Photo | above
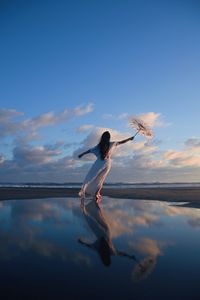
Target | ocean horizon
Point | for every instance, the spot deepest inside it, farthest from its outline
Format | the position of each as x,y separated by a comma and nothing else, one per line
106,185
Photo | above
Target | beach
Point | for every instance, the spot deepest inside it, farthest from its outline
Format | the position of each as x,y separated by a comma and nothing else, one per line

● **Exercise prompt**: Word for word, repeat each line of the records, and leave every image out.

● **Answer area**:
Photo | above
Target | ocean horizon
Point | for every instance, the spot deepest inside it, farthest from its outline
Format | the position of each as x,y separated by a comma and nothing else, one per line
106,185
Photo | above
Target | beach
Point | for every instance, the spot deepest inside it, farthest from its outline
Format | the position of each as x,y separated by a comma and nothing else, one per line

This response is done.